* TASK DIRECTIONS *
Please show every line in the entries below that includes the word "sandy".

* DATA RECORDS *
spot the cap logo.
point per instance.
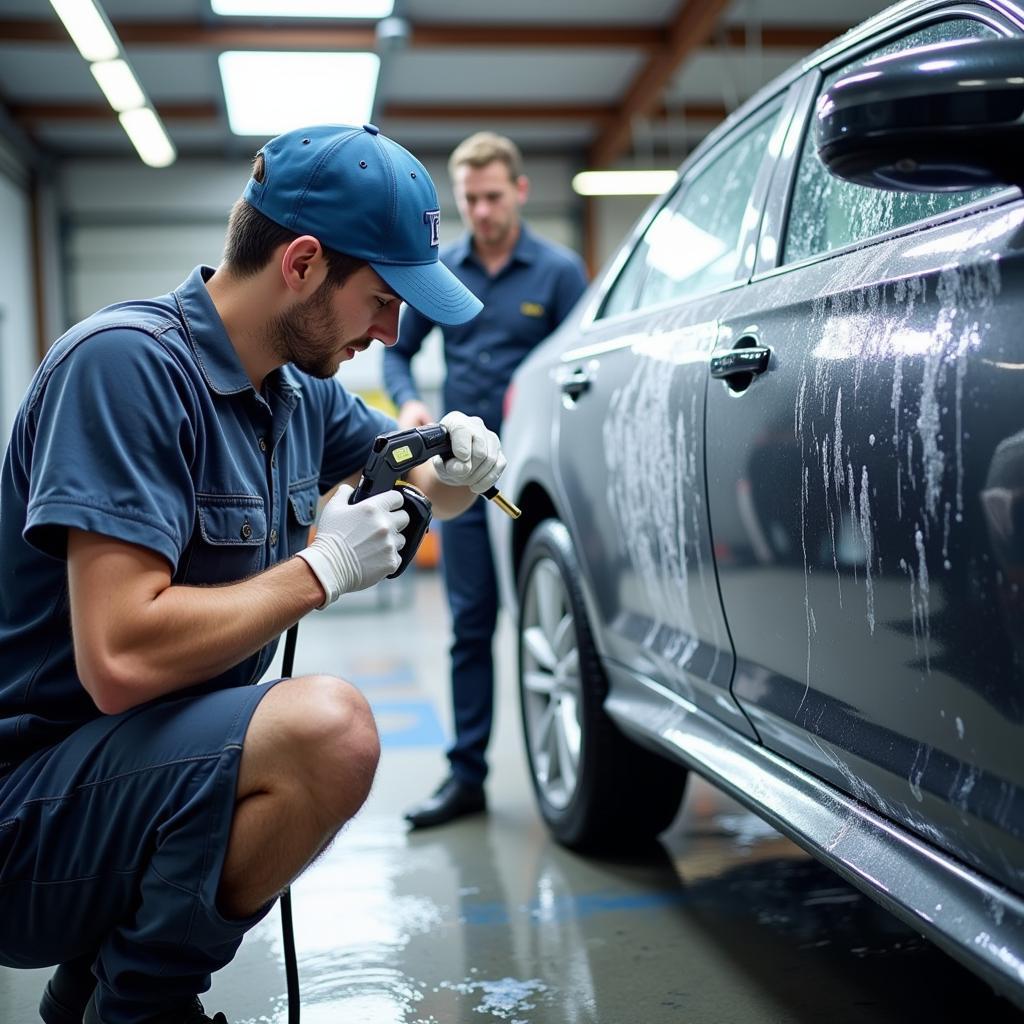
(432, 218)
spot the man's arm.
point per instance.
(137, 637)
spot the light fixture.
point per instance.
(304, 8)
(336, 88)
(88, 29)
(119, 84)
(147, 135)
(648, 182)
(96, 41)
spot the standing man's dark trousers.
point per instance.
(111, 850)
(472, 593)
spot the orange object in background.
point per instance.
(429, 554)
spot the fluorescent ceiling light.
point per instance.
(119, 84)
(148, 137)
(304, 8)
(87, 29)
(270, 93)
(624, 182)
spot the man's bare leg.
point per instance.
(307, 765)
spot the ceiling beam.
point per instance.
(360, 36)
(691, 27)
(784, 37)
(39, 113)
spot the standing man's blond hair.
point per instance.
(486, 147)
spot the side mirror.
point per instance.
(942, 118)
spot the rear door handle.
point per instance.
(576, 383)
(740, 360)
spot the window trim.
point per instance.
(592, 318)
(803, 123)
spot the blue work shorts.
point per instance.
(112, 843)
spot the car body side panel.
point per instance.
(873, 596)
(631, 466)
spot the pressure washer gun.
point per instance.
(394, 454)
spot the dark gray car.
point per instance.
(772, 474)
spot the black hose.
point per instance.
(288, 933)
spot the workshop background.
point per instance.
(485, 920)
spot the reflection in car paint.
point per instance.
(651, 448)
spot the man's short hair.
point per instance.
(252, 239)
(486, 147)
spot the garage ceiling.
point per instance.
(601, 81)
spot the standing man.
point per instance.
(527, 285)
(156, 502)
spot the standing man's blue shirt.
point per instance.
(140, 424)
(522, 304)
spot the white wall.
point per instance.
(17, 311)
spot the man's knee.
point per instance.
(324, 731)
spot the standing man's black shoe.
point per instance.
(190, 1012)
(453, 800)
(68, 992)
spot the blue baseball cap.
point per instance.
(363, 195)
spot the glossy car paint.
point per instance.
(861, 519)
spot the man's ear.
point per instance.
(303, 265)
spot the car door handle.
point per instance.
(576, 383)
(740, 360)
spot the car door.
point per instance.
(864, 491)
(631, 426)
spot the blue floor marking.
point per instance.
(408, 723)
(570, 907)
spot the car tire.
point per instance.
(596, 790)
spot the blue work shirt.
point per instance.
(523, 302)
(140, 424)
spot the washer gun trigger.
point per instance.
(397, 452)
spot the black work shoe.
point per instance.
(453, 800)
(190, 1012)
(68, 992)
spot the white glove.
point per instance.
(476, 455)
(356, 546)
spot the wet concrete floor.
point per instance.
(487, 920)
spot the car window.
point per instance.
(691, 246)
(827, 213)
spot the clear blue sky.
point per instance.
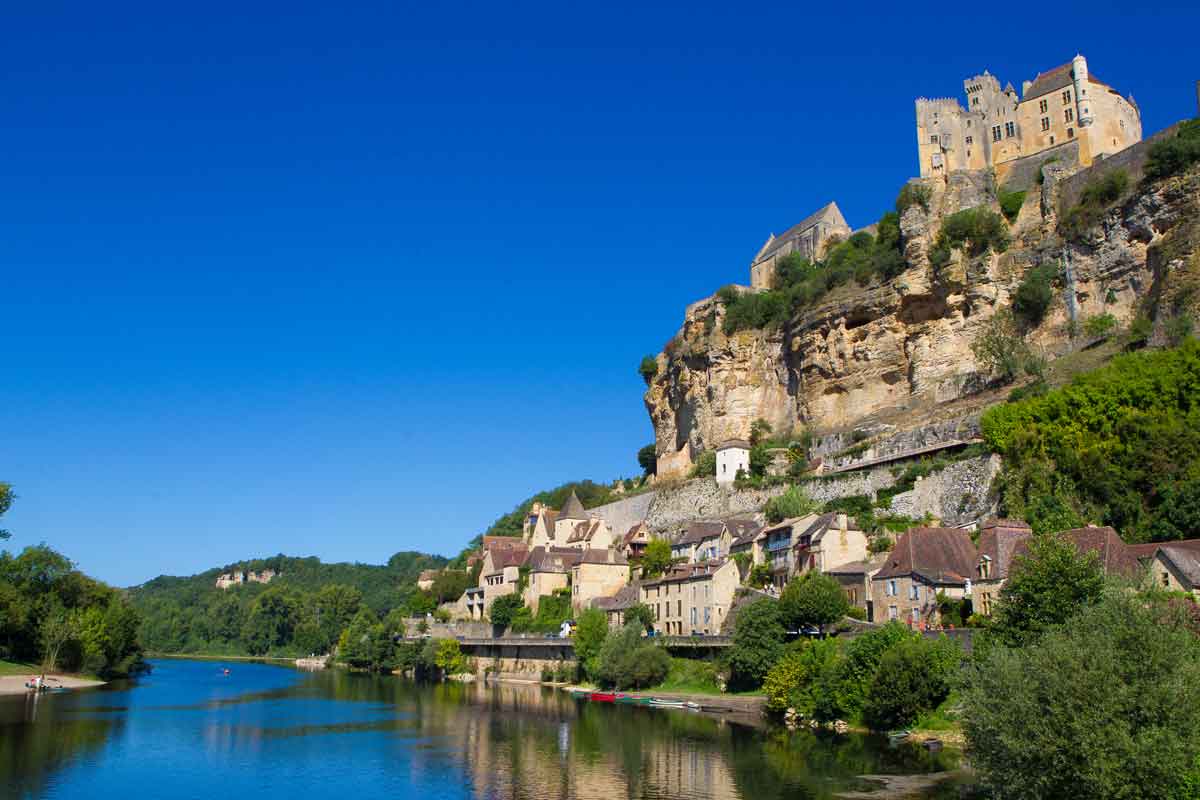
(351, 278)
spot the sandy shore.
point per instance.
(16, 684)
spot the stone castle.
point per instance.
(1065, 107)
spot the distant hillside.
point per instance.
(303, 608)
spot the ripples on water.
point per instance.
(270, 732)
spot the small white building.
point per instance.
(732, 456)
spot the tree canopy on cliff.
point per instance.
(1120, 446)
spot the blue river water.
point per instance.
(267, 732)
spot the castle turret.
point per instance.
(1083, 102)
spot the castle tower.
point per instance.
(1083, 102)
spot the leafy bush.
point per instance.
(504, 608)
(591, 629)
(705, 465)
(1101, 325)
(976, 230)
(1105, 707)
(628, 660)
(843, 693)
(912, 194)
(913, 677)
(1044, 589)
(1171, 156)
(757, 643)
(1105, 447)
(813, 599)
(657, 558)
(1095, 200)
(449, 657)
(1035, 294)
(792, 503)
(1011, 204)
(648, 368)
(648, 459)
(1001, 349)
(793, 683)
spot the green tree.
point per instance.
(1044, 589)
(657, 558)
(504, 608)
(648, 368)
(813, 599)
(628, 660)
(757, 643)
(648, 459)
(843, 692)
(641, 614)
(792, 503)
(912, 678)
(6, 498)
(1035, 294)
(1000, 348)
(591, 629)
(270, 621)
(1105, 707)
(793, 681)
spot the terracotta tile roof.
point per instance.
(699, 531)
(627, 597)
(936, 554)
(1115, 555)
(829, 214)
(553, 559)
(1185, 559)
(690, 571)
(594, 555)
(999, 540)
(1059, 78)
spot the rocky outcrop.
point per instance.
(877, 356)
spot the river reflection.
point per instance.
(189, 732)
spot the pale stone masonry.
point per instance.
(693, 597)
(1062, 106)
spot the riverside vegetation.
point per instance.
(54, 617)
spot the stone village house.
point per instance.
(693, 597)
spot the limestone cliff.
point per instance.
(888, 353)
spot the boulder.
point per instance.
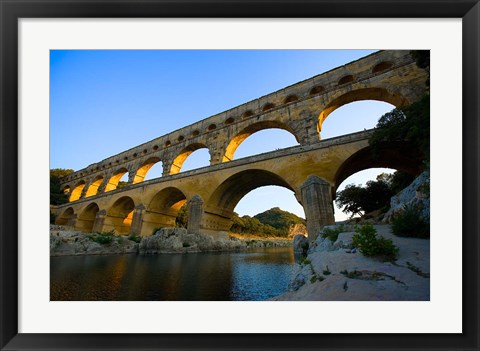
(300, 244)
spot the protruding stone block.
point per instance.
(99, 221)
(195, 214)
(317, 203)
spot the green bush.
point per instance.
(332, 234)
(409, 223)
(103, 237)
(371, 245)
(135, 238)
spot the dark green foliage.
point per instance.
(357, 199)
(332, 234)
(422, 57)
(135, 238)
(278, 218)
(409, 223)
(273, 222)
(57, 196)
(411, 124)
(375, 196)
(103, 238)
(371, 245)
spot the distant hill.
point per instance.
(278, 218)
(273, 222)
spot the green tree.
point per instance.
(376, 195)
(409, 124)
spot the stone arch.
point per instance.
(379, 94)
(268, 106)
(183, 155)
(65, 217)
(290, 98)
(162, 209)
(120, 215)
(94, 185)
(382, 66)
(401, 156)
(235, 142)
(86, 219)
(115, 178)
(346, 79)
(77, 191)
(227, 195)
(144, 168)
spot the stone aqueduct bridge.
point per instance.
(313, 170)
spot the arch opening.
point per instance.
(200, 158)
(163, 209)
(382, 66)
(86, 219)
(366, 165)
(151, 168)
(261, 212)
(65, 217)
(77, 191)
(118, 180)
(93, 188)
(265, 141)
(376, 94)
(225, 198)
(120, 215)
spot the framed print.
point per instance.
(72, 82)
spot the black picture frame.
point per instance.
(11, 11)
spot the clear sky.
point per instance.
(103, 102)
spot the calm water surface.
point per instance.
(253, 275)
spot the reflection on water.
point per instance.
(253, 275)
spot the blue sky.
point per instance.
(103, 102)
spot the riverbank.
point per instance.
(332, 271)
(67, 242)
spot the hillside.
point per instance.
(273, 222)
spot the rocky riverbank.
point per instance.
(65, 242)
(333, 271)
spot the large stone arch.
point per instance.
(115, 178)
(240, 137)
(94, 186)
(120, 215)
(87, 217)
(66, 217)
(362, 94)
(401, 156)
(77, 191)
(162, 209)
(218, 209)
(183, 155)
(142, 171)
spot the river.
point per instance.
(254, 275)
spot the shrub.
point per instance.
(332, 234)
(371, 245)
(409, 223)
(103, 237)
(135, 238)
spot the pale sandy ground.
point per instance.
(408, 278)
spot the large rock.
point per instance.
(337, 274)
(300, 244)
(413, 195)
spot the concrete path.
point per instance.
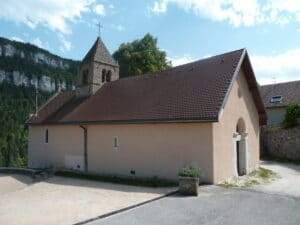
(214, 206)
(277, 203)
(61, 200)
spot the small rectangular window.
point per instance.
(276, 99)
(46, 136)
(116, 143)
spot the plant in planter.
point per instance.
(189, 180)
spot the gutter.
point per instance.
(85, 155)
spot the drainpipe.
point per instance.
(85, 148)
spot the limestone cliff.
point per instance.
(27, 65)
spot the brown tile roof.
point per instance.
(195, 91)
(99, 53)
(290, 92)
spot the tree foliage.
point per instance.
(141, 56)
(291, 116)
(16, 103)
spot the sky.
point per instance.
(187, 30)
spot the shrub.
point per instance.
(190, 171)
(292, 113)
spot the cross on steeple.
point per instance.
(99, 28)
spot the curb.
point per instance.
(125, 209)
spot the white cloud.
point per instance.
(65, 44)
(277, 67)
(117, 27)
(177, 61)
(237, 12)
(99, 10)
(17, 39)
(53, 14)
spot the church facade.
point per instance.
(205, 113)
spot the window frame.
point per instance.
(116, 144)
(276, 99)
(103, 76)
(46, 136)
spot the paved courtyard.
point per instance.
(277, 203)
(67, 201)
(61, 200)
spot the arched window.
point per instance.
(108, 76)
(241, 126)
(85, 77)
(103, 75)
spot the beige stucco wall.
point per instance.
(276, 115)
(236, 107)
(149, 149)
(64, 146)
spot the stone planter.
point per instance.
(188, 185)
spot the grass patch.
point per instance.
(259, 176)
(281, 160)
(263, 173)
(134, 181)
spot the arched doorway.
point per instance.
(240, 146)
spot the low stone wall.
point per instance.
(281, 143)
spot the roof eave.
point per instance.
(148, 121)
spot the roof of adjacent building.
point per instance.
(99, 53)
(289, 91)
(193, 92)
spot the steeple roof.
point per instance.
(99, 53)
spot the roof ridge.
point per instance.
(175, 67)
(285, 82)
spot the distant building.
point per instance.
(206, 113)
(277, 97)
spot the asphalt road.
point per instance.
(214, 206)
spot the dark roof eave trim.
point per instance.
(113, 122)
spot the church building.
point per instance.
(205, 113)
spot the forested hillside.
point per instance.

* ANSWER AREA *
spot the sandy shore.
spot the pale sandy ground.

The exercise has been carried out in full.